Required task 1 – According to the article on the Queen's Speech, on what date is the speech scheduled to take place?

Document passage –
===============

Ministers say they do not know if the Queen's Speech can be delivered on time because of post-election talks between the Conservatives and the Democratic Unionist Party.
The set-piece event is scheduled to take place on Monday 19 June.
Earlier, sources said it would be delayed - but First Secretary of State Damian Green said he "can't confirm anything yet".
Labour said the government was "in chaos".
Mrs May is meeting her backbench MPs for the first time since losing the Tories' majority in Thursday's general election.
The Queen's Speech is written by the government and presents an outline of its planned legislation for the next Parliamentary session.
Mr Green cited the ongoing negotiations with the DUP when he was asked if next Monday's speech had been delayed.
"I can't confirm anything yet until we know the final details of the agreement," he said.
"We know those talks are going well and also we know that, at this very important time, we want to produce a substantial Queen's Speech."
BBC assistant political editor Norman Smith said there was an "ambiguity" about both what would go in it - with several manifesto pledges expected to be watered down or dropped - but also the need for the Tories to "nail down" DUP support.
A defeat for its Queen's Speech would be tantamount to a vote of no confidence in the new minority government, he said.
One of the reasons for the delay is also believed to be because the speech has to be written on goat's skin parchment, which takes a few days to dry - and the Tory negotiations with the DUP mean it cannot be ready in time.
Although it is rare for a Queen's Speech to be delayed, when the Conservatives and Lib Dems formed a coalition government in 2010, it did not take place until 20 days after the general election while in 1992 nearly a month elapsed between polling day and the government announcing its new programme.
Lib Dem leader Tim Farron said: "This is an utter humiliation for Theresa May. It is time to stop trying to cling to power and time to admit enough is enough."
Meanwhile, the backbench 1922 Committee is expected to raise concerns about the PM's leadership style, and press for more details on talks with the DUP.
The committee is made up of all Conservative backbenchers - the name is taken from the year in which its original members were elected.
Its primary function is to keep the leadership of the party informed of the mood among the rank and file, and if a Conservative leader or other senior figure loses its support they could be in a particularly vulnerable position.
Mrs May's new cabinet also met for the first time after a reshuffle.
Earlier Brexit Secretary David Davis predicted some parts of the Tory manifesto would have to be "pruned" following the election result.
Speaking on BBC Radio 4's Today programme, Mr Davis said that while the Tory election campaign had been disappointing, Mrs May was a "formidable prime minister" and accused people speculating about her leadership of "the absolute height of self-indulgence".

===============

Required task 2 – Please turn part of the records below into a JSON list of strings, one string per line and no blank lines. Begin at the line of the records that contains "Question. Give the pixel coordinates of a point on the balcony" and stop after the line that contains "x=576, y=603".

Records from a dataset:
===============

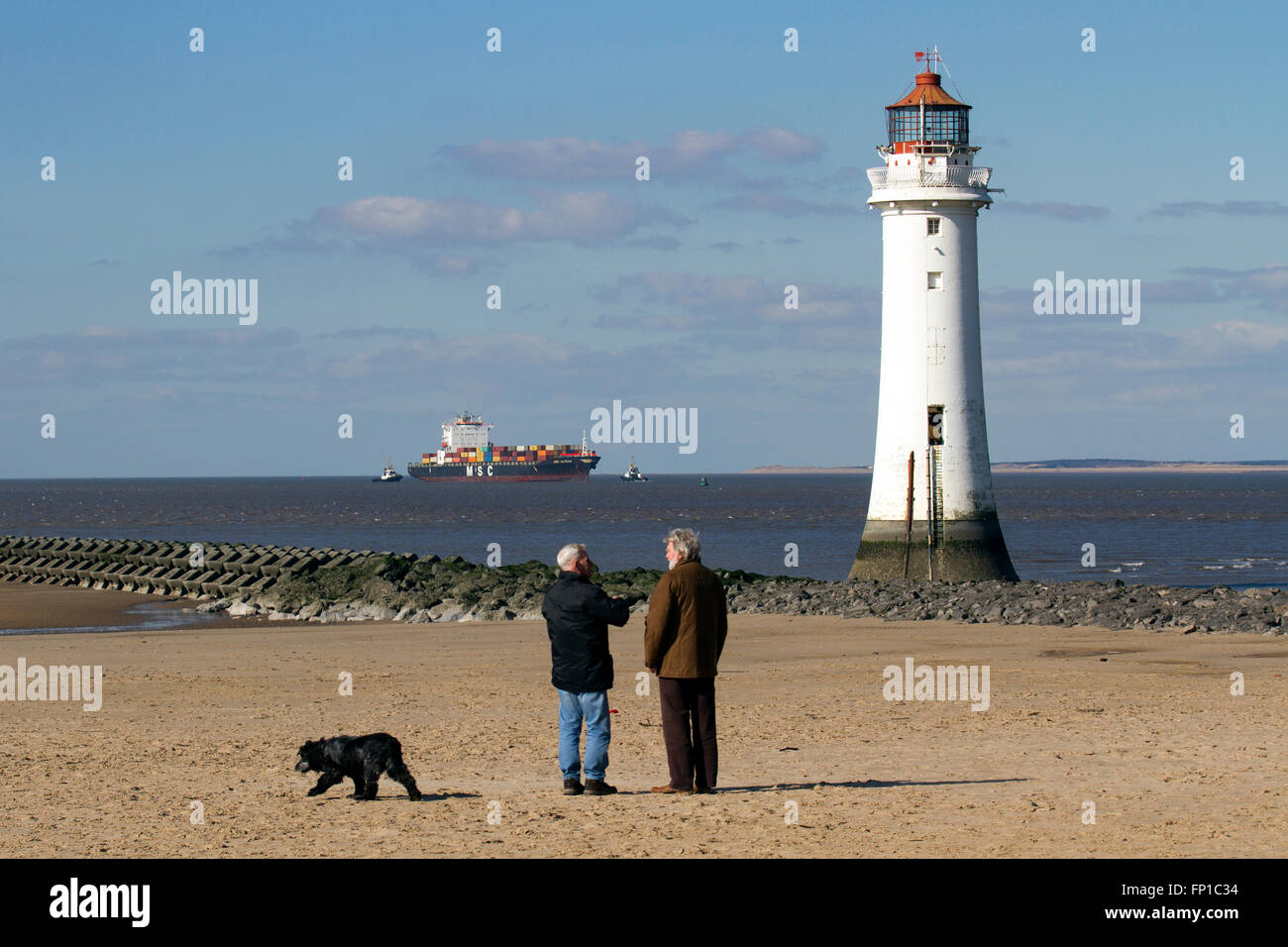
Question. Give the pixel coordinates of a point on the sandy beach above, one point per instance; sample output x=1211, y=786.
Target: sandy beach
x=1141, y=724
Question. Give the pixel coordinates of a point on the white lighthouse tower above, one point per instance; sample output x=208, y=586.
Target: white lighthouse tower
x=931, y=512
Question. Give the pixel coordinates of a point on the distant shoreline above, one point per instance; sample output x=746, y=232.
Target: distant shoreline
x=1076, y=467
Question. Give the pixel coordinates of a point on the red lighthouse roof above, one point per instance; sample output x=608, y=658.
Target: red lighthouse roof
x=927, y=91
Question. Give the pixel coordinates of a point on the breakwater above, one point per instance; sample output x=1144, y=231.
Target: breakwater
x=325, y=585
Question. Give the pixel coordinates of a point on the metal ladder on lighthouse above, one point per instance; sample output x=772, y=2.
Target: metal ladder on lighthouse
x=934, y=467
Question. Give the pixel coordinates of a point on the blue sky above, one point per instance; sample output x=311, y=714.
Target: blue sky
x=516, y=169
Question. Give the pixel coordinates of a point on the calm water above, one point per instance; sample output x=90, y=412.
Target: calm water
x=1150, y=527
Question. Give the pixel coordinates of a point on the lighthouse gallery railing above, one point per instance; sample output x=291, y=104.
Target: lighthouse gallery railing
x=921, y=175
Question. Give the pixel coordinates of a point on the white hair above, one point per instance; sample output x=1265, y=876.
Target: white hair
x=687, y=544
x=570, y=554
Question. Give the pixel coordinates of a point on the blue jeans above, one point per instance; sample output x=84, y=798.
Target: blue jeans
x=592, y=706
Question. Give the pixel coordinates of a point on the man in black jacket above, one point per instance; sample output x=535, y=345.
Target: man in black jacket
x=578, y=617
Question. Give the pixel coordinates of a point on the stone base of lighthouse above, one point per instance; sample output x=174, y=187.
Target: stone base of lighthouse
x=969, y=551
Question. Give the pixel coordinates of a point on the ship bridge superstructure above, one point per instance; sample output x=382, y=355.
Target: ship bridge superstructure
x=467, y=432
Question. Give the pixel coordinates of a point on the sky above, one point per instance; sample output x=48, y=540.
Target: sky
x=516, y=169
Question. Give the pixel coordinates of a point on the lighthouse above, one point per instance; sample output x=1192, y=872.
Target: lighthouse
x=931, y=512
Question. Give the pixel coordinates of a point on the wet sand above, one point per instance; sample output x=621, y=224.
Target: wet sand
x=50, y=607
x=1141, y=724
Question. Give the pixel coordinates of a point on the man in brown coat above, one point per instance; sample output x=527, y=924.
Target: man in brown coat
x=683, y=638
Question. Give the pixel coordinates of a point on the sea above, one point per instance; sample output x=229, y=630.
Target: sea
x=1173, y=528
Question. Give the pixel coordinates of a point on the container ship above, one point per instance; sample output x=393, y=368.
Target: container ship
x=467, y=454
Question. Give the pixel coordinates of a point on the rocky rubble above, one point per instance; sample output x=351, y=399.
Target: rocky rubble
x=429, y=589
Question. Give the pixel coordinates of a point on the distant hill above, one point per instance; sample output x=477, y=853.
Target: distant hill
x=1076, y=466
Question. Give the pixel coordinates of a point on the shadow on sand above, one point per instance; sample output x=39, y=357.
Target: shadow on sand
x=862, y=784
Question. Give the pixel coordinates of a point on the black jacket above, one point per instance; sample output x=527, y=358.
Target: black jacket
x=578, y=617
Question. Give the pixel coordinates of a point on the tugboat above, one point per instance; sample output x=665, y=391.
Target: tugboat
x=632, y=474
x=389, y=475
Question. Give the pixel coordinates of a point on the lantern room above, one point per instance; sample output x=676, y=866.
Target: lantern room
x=927, y=120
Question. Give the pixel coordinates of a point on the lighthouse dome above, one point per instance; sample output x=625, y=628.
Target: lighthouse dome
x=927, y=119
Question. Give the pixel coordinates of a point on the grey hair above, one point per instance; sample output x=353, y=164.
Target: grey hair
x=570, y=554
x=687, y=544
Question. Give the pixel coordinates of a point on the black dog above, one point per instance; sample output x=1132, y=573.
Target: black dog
x=362, y=759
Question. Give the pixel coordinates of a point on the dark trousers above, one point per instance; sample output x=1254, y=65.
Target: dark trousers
x=690, y=729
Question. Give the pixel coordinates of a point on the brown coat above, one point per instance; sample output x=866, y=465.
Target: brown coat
x=687, y=622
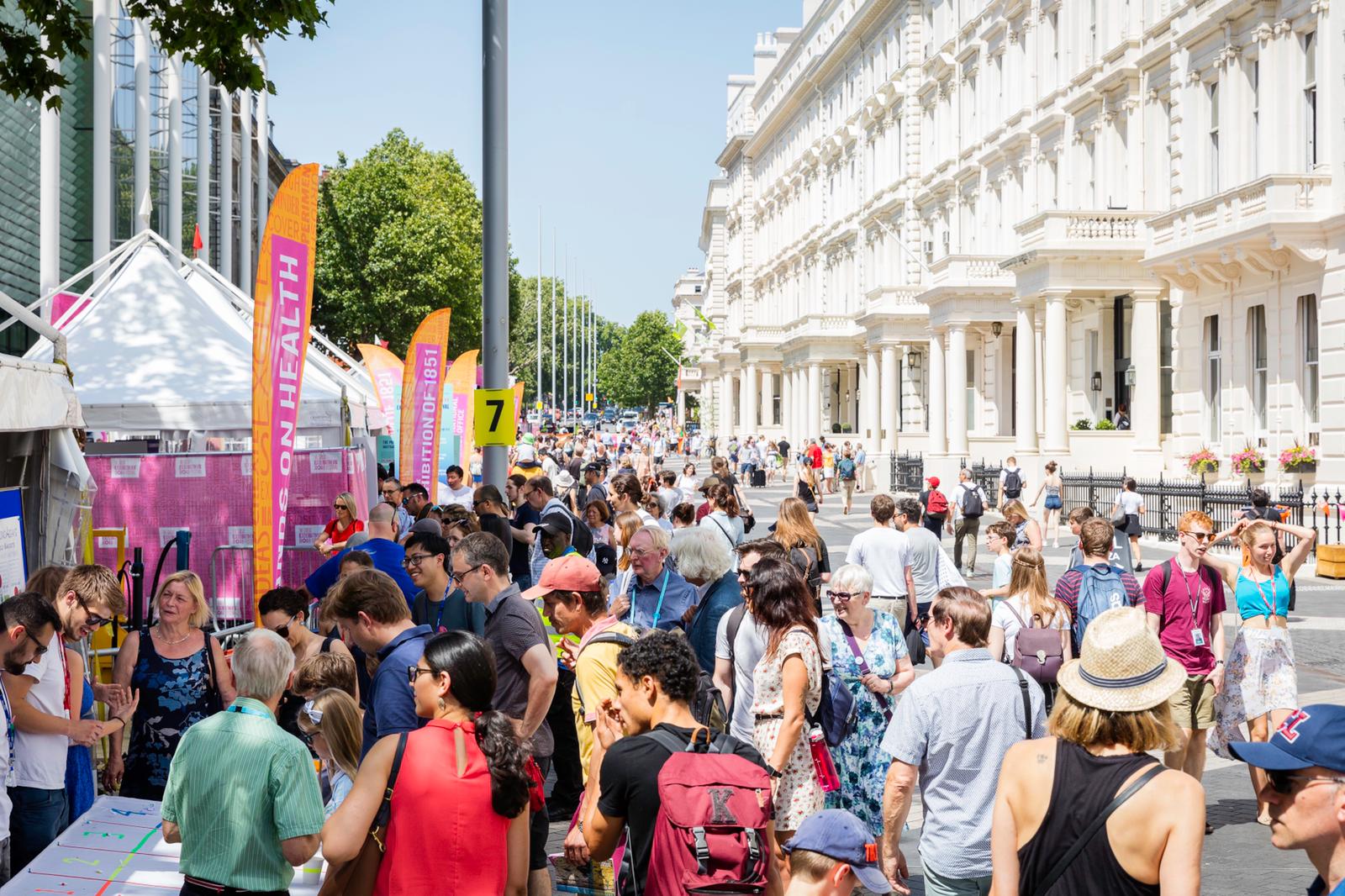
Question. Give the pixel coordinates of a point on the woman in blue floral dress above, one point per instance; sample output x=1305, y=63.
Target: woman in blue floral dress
x=876, y=680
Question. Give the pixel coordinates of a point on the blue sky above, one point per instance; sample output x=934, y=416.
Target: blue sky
x=616, y=114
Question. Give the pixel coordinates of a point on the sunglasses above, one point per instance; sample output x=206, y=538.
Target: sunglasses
x=416, y=672
x=1282, y=781
x=284, y=630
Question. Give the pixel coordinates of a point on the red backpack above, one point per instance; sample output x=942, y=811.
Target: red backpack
x=710, y=833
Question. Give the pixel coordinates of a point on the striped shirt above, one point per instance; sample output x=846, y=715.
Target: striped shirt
x=239, y=784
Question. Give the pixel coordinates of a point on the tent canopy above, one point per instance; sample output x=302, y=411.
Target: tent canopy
x=152, y=351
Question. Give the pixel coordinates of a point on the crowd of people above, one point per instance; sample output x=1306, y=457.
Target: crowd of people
x=713, y=705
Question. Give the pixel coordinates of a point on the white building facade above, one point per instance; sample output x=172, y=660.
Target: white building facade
x=972, y=229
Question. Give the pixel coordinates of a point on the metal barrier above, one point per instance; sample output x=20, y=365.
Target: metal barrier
x=907, y=472
x=1168, y=499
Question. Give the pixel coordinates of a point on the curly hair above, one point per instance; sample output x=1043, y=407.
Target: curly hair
x=666, y=658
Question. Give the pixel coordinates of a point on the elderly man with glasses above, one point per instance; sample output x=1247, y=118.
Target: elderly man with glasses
x=1305, y=788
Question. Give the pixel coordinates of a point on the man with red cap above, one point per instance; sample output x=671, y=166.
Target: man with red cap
x=575, y=600
x=935, y=508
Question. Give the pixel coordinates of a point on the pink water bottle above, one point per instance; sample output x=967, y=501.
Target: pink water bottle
x=822, y=764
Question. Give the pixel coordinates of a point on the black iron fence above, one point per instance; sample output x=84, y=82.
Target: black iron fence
x=907, y=472
x=1168, y=499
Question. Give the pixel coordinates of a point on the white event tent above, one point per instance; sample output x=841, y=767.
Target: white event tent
x=161, y=345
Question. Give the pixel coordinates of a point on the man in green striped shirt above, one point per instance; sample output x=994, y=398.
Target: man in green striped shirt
x=242, y=795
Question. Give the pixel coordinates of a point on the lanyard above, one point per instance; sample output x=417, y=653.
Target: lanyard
x=249, y=710
x=658, y=609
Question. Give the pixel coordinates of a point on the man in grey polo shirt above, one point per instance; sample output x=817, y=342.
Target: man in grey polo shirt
x=952, y=730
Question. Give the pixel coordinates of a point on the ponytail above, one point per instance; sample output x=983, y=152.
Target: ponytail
x=508, y=761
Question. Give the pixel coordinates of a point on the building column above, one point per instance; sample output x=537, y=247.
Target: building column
x=814, y=393
x=49, y=202
x=1026, y=397
x=957, y=366
x=245, y=192
x=203, y=158
x=141, y=150
x=938, y=423
x=888, y=398
x=174, y=84
x=767, y=393
x=1056, y=378
x=226, y=185
x=1145, y=417
x=101, y=53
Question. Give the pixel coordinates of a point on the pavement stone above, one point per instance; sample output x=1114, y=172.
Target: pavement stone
x=1237, y=858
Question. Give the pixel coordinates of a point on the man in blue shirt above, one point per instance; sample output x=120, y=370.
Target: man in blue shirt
x=382, y=546
x=658, y=596
x=1304, y=768
x=372, y=614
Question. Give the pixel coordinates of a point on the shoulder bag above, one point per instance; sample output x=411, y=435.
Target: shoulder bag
x=358, y=876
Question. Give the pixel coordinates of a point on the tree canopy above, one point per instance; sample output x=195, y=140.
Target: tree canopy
x=642, y=369
x=215, y=38
x=398, y=235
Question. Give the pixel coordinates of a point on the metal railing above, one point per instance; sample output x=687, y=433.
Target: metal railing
x=1168, y=499
x=907, y=472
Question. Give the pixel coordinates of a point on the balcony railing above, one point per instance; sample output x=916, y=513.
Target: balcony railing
x=1274, y=198
x=1084, y=230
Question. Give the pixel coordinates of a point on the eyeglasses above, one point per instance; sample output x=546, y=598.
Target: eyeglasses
x=1282, y=781
x=284, y=630
x=457, y=577
x=416, y=672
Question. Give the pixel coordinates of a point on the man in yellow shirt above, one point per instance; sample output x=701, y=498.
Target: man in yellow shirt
x=576, y=603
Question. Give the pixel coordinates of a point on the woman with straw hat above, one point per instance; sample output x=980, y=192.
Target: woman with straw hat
x=1087, y=810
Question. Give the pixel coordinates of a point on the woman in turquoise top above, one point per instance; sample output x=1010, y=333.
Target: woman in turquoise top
x=1261, y=687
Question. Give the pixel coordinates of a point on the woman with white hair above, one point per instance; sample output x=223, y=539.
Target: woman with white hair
x=869, y=653
x=705, y=560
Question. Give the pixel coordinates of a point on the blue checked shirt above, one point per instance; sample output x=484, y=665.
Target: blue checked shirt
x=955, y=725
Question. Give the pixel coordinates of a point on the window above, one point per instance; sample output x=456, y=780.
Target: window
x=1259, y=376
x=1214, y=390
x=1311, y=96
x=1254, y=78
x=1212, y=91
x=1308, y=340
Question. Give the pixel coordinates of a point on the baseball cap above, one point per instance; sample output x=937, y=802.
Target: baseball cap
x=838, y=835
x=567, y=573
x=1311, y=736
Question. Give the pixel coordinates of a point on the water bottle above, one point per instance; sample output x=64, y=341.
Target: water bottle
x=822, y=764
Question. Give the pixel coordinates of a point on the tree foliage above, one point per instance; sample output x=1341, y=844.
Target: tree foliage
x=398, y=235
x=642, y=369
x=215, y=37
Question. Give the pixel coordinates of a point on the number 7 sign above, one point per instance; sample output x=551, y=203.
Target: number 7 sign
x=493, y=417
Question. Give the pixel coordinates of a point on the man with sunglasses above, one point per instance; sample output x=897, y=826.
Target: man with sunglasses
x=1305, y=770
x=40, y=703
x=1185, y=603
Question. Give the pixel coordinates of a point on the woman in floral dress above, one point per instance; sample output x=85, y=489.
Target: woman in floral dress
x=789, y=687
x=884, y=673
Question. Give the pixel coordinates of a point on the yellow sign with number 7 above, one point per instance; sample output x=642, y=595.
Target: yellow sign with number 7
x=493, y=417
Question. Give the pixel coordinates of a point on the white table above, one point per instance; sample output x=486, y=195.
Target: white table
x=118, y=849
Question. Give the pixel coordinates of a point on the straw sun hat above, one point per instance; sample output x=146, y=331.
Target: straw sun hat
x=1122, y=667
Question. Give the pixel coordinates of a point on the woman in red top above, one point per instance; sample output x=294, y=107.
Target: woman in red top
x=340, y=528
x=459, y=811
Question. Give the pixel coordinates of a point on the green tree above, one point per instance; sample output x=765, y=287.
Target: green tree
x=398, y=235
x=642, y=369
x=215, y=38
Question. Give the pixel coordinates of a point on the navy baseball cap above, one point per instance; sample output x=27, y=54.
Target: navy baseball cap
x=1311, y=736
x=838, y=835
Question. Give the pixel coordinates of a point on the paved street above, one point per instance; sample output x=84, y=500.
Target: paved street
x=1237, y=858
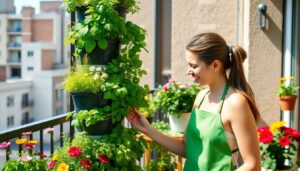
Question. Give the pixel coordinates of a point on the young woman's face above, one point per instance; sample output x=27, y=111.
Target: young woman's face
x=200, y=72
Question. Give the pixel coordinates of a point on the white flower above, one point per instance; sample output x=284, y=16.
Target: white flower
x=96, y=77
x=92, y=68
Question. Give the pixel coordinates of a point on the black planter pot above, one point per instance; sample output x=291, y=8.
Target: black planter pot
x=103, y=56
x=100, y=128
x=88, y=101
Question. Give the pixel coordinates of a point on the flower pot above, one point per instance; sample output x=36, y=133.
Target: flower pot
x=100, y=128
x=287, y=102
x=178, y=125
x=88, y=101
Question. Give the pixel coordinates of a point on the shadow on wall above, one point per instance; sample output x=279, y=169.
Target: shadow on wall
x=273, y=32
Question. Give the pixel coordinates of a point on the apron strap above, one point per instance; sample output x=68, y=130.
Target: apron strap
x=223, y=97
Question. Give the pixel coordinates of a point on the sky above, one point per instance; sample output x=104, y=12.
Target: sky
x=33, y=3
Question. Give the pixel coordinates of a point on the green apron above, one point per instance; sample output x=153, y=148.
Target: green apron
x=207, y=148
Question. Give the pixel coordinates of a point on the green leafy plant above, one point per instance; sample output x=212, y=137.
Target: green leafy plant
x=88, y=81
x=175, y=98
x=29, y=159
x=164, y=160
x=287, y=88
x=116, y=151
x=277, y=144
x=90, y=117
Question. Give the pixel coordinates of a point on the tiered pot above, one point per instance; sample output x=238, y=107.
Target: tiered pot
x=287, y=102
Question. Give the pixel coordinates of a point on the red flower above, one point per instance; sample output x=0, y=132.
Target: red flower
x=4, y=145
x=29, y=146
x=85, y=163
x=42, y=155
x=266, y=137
x=284, y=141
x=51, y=164
x=263, y=129
x=26, y=133
x=74, y=151
x=103, y=158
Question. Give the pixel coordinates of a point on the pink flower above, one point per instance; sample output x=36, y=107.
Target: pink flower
x=85, y=163
x=103, y=158
x=4, y=145
x=48, y=130
x=51, y=164
x=74, y=151
x=25, y=158
x=284, y=141
x=166, y=87
x=182, y=86
x=26, y=133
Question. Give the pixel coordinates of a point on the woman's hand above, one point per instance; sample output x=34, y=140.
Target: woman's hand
x=138, y=121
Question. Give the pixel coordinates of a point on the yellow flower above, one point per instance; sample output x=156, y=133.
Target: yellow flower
x=55, y=157
x=276, y=125
x=32, y=141
x=63, y=167
x=146, y=98
x=282, y=79
x=21, y=141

===============

Expected output 1 – Monday 19 June.

Expected output 2 –
[
  "Question. Give the pixel coordinates of a point on the balcony railing above, one point per instance; sample output x=916, y=513.",
  "Target: balcony railing",
  "x=1274, y=198",
  "x=1084, y=230",
  "Question. Give the pixel coordinates of a point on the eyeglasses above, one point per instance; sample output x=546, y=598.",
  "Target: eyeglasses",
  "x=1282, y=781",
  "x=284, y=630",
  "x=457, y=577",
  "x=416, y=672",
  "Question. Give the pixel coordinates of a point on the man in yellow shirt above, one point per instance; sample output x=701, y=498.",
  "Target: man in yellow shirt",
  "x=576, y=603"
]